§ **练习题**
从含有“distant person -> outline every instance”的那一行开始，到含有“[[[158,115],[158,122],[160,123],[161,122],[161,116],[160,115]]]”的那一行为止，把这几行重写一遍，其中的“distant person”改名为“faraway person”，其余内容保持不变。

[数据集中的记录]
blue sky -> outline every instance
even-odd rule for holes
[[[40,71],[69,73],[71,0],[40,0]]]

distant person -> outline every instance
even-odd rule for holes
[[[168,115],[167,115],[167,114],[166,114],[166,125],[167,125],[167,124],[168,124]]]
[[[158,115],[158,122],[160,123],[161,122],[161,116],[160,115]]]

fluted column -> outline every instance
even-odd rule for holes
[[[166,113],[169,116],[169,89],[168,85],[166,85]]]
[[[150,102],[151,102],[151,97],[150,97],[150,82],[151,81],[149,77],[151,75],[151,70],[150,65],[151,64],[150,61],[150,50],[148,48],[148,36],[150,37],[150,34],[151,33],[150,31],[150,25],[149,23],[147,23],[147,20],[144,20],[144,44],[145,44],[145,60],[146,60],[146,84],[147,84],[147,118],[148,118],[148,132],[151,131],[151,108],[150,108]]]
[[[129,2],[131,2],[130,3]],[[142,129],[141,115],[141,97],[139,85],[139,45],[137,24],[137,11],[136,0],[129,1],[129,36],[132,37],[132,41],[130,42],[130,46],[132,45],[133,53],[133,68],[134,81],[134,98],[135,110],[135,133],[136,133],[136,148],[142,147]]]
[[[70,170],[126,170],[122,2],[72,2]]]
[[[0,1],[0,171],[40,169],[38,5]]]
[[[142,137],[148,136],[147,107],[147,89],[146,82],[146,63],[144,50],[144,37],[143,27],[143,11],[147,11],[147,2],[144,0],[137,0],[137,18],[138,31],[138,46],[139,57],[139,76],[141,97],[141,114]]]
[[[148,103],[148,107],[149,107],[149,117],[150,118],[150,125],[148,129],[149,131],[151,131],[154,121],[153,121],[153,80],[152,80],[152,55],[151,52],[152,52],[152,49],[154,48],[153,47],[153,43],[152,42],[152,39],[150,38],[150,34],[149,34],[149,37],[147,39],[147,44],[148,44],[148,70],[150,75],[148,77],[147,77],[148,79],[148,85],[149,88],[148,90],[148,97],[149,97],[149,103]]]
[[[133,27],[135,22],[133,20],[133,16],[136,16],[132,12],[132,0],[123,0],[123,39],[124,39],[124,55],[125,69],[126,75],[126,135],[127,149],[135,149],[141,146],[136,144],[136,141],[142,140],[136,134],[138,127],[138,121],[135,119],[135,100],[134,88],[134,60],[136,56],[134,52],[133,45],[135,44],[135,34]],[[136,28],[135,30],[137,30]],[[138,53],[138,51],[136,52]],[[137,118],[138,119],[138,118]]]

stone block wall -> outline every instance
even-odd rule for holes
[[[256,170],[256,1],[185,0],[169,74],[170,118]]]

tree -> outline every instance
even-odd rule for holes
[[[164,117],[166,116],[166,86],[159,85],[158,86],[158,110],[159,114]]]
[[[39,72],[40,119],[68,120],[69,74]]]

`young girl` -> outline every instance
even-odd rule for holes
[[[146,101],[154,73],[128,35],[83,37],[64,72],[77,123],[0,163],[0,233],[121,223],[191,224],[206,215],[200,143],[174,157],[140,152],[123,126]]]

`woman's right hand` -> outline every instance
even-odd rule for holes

§ **参考答案**
faraway person -> outline every instance
even-odd rule for holes
[[[168,115],[167,115],[167,114],[166,114],[166,125],[167,125],[167,124],[168,124]]]
[[[158,115],[158,122],[160,123],[161,122],[161,116],[160,115]]]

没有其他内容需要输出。